- _WHAT THE TASK ASKS_: Set down each of the lines below word for word, changing nothing.

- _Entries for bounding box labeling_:
------------------------------------------------------------------------
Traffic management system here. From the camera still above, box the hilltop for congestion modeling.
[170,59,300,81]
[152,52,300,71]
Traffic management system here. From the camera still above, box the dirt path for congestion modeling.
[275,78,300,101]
------------------------------------------------------------------------
- _RESPONSE TO THIS TASK_:
Traffic management system here. From the camera still above, box the hilltop for congestion modeling.
[170,59,300,81]
[152,52,300,71]
Traffic management system here. From the camera still above, box the dirt path for congestion modeling.
[275,78,300,101]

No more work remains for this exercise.